:: Source excerpt ::

——————————

Even cross-platform, if you take the benchmark for what it is (a measurement of raw power of the SoC), it's a good comparison.
Try not to read more into it than there is. The benchmark 5400 means nothing unless you have something to compare it to.
I got a 7000 point improvement in my GB (~18,000 to ~25,000) by installing OS X on my computer. Is OS X worth 7000 points improvement over Linux with same setup? Did my processors get magically faster? I think the likely answer is GB is not written as well for Linux as it it for OS X. Comparing GB scores on the same platform I'll go for comparing Android to iOS not so much.
I got a 7000 point improvement in my GB (~18,000 to ~25,000) by installing OS X on my computer. Is OS X worth 7000 points improvement over Linux with same setup? Did my processors get magically faster? I think the likely answer is GB is not written as well for Linux as it it for OS X. Comparing GB scores on the same platform I'll go for comparing Android to iOS not so much.

——————————

:: Listing ::
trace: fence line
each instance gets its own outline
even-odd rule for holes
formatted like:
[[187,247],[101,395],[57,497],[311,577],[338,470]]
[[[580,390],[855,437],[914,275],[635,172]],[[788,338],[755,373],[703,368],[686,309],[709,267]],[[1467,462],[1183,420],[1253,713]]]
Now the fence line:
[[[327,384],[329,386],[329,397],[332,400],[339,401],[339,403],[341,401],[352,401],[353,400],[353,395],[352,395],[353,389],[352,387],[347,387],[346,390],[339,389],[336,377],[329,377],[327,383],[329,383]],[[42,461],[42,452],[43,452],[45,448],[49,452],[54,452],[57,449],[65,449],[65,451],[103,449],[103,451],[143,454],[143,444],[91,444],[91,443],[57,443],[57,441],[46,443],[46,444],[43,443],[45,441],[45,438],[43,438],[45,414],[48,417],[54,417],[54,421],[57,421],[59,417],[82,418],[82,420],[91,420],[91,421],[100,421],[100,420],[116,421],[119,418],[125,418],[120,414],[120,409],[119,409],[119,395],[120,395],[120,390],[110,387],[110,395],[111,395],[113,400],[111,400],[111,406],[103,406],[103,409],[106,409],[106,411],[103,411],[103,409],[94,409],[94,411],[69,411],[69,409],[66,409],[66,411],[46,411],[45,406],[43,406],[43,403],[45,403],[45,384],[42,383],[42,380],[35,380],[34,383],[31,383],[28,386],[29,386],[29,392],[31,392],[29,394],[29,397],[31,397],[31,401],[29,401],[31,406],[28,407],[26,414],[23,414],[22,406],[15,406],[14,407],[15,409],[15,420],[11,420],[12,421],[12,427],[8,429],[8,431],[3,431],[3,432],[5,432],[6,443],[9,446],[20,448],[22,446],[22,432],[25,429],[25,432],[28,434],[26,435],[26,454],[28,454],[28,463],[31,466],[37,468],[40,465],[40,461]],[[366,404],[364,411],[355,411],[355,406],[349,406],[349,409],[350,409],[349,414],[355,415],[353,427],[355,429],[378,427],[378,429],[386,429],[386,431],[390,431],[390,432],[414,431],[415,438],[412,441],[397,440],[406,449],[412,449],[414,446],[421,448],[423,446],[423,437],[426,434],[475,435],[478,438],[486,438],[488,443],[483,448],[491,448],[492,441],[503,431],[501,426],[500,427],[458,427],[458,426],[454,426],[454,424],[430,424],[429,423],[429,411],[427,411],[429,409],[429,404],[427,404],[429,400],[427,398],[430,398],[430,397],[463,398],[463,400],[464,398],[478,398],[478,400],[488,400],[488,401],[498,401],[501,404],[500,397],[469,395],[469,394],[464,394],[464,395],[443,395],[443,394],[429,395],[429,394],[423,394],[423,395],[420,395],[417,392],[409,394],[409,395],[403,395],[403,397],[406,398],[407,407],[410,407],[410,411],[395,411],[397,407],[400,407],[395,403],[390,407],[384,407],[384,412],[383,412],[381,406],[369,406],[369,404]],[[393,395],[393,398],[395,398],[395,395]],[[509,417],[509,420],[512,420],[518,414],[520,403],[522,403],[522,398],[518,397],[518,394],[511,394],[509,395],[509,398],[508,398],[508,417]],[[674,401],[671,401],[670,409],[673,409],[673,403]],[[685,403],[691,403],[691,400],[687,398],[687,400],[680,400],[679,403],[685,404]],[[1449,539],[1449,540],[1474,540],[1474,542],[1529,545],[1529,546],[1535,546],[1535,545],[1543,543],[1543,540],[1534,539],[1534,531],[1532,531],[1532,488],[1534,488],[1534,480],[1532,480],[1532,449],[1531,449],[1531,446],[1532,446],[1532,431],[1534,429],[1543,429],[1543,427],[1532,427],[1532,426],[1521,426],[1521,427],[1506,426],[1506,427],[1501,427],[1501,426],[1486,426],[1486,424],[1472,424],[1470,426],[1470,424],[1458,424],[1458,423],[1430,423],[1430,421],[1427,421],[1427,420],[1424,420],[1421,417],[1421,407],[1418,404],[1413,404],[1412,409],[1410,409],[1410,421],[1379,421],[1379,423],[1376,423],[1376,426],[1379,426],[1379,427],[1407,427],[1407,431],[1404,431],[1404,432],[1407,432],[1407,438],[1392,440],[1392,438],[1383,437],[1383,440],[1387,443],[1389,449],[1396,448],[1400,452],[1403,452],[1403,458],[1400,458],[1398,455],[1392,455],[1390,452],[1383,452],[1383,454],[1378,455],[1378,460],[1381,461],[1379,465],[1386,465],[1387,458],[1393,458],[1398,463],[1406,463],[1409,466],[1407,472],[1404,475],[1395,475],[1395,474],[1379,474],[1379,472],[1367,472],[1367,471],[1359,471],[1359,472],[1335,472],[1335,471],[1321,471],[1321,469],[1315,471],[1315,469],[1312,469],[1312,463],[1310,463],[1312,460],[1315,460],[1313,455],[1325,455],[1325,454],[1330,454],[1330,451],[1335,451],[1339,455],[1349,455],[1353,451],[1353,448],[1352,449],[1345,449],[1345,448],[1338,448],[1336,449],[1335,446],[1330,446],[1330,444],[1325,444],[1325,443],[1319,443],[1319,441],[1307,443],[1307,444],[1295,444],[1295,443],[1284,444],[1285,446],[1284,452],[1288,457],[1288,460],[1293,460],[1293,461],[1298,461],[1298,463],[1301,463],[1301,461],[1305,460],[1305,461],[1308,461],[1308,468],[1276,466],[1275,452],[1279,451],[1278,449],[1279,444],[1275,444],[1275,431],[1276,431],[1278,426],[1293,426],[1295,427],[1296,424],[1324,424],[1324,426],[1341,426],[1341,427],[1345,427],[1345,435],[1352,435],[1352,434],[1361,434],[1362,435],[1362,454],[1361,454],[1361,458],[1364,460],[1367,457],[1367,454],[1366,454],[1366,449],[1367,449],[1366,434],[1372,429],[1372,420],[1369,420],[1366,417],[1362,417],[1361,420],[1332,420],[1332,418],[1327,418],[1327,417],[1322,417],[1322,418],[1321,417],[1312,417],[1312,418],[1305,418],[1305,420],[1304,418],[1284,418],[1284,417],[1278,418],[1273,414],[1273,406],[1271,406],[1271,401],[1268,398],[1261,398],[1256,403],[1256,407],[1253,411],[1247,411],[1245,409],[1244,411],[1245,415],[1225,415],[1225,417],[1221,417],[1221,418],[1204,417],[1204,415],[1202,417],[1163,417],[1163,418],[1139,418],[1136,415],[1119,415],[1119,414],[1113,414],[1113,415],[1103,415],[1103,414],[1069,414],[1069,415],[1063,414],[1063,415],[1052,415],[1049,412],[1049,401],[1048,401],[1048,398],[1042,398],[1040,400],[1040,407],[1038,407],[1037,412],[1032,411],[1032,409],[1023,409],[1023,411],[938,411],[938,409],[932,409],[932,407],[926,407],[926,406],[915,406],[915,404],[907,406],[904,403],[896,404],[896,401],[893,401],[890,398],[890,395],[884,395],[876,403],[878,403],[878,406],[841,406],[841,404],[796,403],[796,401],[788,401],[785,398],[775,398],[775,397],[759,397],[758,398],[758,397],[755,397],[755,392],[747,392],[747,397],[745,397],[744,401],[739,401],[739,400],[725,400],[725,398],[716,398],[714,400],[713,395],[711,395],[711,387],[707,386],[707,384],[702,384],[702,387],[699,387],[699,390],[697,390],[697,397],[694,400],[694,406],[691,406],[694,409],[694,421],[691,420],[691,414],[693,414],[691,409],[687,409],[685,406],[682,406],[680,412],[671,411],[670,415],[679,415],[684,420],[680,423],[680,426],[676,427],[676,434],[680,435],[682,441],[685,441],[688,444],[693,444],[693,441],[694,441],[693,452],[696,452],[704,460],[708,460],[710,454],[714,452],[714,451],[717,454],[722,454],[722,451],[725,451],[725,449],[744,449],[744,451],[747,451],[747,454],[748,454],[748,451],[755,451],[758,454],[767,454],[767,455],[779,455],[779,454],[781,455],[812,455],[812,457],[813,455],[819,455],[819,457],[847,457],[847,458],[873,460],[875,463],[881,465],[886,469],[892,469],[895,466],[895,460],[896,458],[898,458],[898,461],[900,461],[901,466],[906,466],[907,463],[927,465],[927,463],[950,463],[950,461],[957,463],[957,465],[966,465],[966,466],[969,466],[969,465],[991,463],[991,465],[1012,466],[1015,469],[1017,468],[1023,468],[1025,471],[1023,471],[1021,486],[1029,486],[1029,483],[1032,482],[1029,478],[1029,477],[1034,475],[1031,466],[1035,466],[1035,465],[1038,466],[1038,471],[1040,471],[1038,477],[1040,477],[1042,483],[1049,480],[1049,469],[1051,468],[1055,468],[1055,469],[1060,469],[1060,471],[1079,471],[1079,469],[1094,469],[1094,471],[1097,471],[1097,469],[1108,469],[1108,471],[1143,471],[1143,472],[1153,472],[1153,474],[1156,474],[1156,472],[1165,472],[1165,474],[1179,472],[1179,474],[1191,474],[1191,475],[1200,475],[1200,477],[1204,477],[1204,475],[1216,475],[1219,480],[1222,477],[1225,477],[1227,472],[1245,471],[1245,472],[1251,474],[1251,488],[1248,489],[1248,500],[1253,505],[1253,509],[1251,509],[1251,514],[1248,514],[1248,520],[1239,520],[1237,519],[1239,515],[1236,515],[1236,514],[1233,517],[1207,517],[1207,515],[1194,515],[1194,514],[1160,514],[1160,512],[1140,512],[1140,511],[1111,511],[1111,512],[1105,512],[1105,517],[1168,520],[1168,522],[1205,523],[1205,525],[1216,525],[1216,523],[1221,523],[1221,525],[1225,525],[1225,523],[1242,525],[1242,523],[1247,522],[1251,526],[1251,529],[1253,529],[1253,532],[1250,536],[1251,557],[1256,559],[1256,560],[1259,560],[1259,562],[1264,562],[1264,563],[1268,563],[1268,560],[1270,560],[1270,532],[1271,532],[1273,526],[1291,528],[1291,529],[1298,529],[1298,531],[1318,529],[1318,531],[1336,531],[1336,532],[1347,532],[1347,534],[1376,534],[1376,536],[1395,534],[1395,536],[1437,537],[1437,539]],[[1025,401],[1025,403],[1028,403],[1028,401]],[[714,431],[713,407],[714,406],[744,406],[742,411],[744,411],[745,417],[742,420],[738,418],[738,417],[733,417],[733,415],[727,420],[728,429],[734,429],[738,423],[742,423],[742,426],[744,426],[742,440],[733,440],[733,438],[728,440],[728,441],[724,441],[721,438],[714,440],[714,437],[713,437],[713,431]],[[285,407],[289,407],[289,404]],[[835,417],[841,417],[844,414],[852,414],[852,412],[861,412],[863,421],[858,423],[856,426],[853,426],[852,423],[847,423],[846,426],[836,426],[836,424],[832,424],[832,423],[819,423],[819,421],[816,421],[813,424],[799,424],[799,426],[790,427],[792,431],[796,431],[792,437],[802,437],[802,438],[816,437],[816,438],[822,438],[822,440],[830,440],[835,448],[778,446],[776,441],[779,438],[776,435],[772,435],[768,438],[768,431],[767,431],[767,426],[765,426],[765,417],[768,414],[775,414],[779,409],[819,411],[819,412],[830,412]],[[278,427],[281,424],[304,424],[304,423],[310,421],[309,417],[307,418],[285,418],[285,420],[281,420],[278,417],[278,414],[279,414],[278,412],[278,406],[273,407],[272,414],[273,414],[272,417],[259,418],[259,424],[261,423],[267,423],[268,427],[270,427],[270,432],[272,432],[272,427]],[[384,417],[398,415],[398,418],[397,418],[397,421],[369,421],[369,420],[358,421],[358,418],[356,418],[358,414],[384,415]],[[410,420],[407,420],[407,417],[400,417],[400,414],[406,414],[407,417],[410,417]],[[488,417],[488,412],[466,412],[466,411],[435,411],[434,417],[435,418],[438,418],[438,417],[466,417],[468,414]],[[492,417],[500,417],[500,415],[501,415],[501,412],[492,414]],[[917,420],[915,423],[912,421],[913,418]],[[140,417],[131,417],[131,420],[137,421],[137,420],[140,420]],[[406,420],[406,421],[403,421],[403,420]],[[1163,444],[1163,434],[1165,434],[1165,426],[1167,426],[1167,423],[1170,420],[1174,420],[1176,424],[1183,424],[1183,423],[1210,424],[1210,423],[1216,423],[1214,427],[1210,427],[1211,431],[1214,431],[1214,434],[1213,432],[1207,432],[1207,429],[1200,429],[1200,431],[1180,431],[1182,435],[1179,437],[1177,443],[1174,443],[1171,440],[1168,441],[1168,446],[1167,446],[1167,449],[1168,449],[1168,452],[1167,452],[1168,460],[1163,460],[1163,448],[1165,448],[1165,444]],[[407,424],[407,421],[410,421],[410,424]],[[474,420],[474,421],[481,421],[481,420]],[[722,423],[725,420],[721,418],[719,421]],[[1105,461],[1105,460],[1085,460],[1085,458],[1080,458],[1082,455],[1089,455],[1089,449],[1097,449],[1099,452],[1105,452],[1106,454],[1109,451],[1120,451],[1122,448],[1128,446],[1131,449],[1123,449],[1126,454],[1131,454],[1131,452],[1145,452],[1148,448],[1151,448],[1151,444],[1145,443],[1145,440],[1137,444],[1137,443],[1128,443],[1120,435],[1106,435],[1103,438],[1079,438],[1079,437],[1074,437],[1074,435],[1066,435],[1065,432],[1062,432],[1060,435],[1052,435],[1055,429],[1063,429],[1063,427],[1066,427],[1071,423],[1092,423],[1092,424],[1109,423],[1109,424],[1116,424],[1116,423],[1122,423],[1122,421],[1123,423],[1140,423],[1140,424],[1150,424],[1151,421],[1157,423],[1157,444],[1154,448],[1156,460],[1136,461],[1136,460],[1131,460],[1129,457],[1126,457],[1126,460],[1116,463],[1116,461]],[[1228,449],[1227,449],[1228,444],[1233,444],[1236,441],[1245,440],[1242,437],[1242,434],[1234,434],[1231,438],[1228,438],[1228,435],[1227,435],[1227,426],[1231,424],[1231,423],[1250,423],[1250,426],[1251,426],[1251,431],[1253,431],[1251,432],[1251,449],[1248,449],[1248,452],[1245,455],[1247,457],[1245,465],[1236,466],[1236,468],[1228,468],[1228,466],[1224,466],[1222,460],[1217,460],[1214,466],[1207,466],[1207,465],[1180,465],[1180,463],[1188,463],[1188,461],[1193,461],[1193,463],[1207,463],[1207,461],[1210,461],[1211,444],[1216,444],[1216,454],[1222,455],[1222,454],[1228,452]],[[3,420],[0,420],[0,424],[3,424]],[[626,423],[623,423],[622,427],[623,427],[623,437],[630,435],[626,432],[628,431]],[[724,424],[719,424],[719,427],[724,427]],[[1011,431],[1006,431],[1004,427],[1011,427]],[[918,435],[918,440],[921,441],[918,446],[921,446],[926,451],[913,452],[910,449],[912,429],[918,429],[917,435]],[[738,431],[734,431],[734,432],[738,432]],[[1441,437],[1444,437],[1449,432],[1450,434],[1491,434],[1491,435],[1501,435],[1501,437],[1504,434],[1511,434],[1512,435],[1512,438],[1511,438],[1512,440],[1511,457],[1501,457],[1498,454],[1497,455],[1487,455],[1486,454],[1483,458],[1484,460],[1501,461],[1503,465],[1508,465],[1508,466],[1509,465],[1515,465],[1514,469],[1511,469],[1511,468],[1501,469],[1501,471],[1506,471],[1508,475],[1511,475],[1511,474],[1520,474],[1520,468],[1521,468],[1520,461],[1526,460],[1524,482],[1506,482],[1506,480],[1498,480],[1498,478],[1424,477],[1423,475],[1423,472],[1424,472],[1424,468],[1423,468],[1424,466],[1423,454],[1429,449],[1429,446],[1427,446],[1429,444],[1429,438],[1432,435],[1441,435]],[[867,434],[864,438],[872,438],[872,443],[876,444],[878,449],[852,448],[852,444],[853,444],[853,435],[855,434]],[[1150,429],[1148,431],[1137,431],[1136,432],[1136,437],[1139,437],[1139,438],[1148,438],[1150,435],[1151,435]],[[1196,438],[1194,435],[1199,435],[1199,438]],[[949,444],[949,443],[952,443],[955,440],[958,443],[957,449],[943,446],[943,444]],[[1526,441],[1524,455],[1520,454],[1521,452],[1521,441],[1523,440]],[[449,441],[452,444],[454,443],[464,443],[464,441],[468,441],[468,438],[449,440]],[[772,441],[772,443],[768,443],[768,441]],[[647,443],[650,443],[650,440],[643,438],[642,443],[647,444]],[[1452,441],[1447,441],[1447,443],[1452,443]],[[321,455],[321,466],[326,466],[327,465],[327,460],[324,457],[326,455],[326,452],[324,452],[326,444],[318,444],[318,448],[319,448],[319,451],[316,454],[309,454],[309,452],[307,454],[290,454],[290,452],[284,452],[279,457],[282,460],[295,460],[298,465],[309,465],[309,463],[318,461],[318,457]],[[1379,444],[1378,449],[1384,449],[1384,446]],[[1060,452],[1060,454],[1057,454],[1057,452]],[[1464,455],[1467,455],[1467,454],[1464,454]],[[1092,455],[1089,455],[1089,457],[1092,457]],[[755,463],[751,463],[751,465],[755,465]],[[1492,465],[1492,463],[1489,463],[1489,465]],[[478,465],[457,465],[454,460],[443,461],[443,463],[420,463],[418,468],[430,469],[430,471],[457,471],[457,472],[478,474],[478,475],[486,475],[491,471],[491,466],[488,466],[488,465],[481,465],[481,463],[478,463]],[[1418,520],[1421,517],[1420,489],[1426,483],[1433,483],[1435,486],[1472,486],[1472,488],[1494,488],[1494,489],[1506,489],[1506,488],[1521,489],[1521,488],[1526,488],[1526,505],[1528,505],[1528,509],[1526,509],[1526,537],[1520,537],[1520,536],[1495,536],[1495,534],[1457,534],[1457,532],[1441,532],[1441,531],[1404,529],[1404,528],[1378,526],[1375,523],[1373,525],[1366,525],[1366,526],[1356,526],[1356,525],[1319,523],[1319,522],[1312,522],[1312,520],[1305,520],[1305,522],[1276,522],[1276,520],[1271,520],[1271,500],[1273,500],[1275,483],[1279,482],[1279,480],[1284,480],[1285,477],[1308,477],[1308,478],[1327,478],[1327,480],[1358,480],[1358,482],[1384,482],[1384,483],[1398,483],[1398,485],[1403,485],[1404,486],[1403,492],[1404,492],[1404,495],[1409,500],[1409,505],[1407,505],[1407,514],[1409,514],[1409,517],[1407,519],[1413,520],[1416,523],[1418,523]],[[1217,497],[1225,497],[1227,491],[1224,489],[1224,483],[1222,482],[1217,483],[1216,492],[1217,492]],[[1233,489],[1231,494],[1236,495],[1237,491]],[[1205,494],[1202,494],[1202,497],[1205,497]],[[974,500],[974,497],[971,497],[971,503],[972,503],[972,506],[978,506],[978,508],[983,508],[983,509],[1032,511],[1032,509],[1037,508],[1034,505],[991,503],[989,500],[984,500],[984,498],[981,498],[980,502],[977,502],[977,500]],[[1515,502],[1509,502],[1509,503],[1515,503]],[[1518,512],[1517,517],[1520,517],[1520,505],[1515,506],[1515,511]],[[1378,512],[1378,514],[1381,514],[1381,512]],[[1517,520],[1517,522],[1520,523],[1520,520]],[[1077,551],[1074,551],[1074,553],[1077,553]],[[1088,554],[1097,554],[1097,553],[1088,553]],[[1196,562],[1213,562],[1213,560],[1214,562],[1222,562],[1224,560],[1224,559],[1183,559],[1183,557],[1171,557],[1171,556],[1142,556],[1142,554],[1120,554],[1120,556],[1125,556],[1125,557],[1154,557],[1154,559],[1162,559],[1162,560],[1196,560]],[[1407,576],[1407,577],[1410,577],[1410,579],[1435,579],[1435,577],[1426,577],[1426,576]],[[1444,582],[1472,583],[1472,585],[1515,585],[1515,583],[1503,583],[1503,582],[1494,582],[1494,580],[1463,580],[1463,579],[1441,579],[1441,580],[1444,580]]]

——————————

:: Requests ::
A. Rewrite the paragraph in the benchmark discussion that begins "I got a 7000 point improvement" as a short bulleted list that keeps its main facts.
B. Pick up the benchmark discussion right after its last sentence and keep it going.

:: Final answers ::
A.
- Installing OS X raised the writer's GB score by about 7,000 points, from roughly 18,000 to roughly 25,000.
- The setup was the same one used with Linux, and the processors did not suddenly get faster.
- The likely reason is that GB is not written as well for Linux as it is for OS X.
- The writer is fine with comparing GB scores on the same platform, but much less so with comparing Android to iOS.

B.
Is this really what the GS6 will look like?
http://www.amazon.com/Spigen®-Cushioned-Crystal-Scratch-Resistant/dp/B00QU4PN84/
Hopefully Spigen are wrong on this one, it still looks very GS5ish.
Agreed on the M9 leaks....that will be my next phone.Does seem to be some correlation between the two.
Probably it is going to look like this so. I just hoped they would have gone one more step with the new s6 design wise over the alpha & note 4.
The M9 renders / leak look more premium.
Problem is most apps are still heavily single-core reliant. Some apps go dual and a very minute number use 4 or 8 or whatever the kids are into these days.